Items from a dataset
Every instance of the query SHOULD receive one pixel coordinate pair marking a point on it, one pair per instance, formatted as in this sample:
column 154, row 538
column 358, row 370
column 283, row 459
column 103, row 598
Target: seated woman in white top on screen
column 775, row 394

● **Task brief**: Nothing in the records should be altered when they are written out again.

● **Exercise result**:
Every instance of the query SHOULD receive one pixel coordinate pair marking a point on it, one pair per instance, formatted as in this sample:
column 154, row 538
column 358, row 370
column 283, row 459
column 103, row 598
Target: seated woman in white top on screen
column 775, row 394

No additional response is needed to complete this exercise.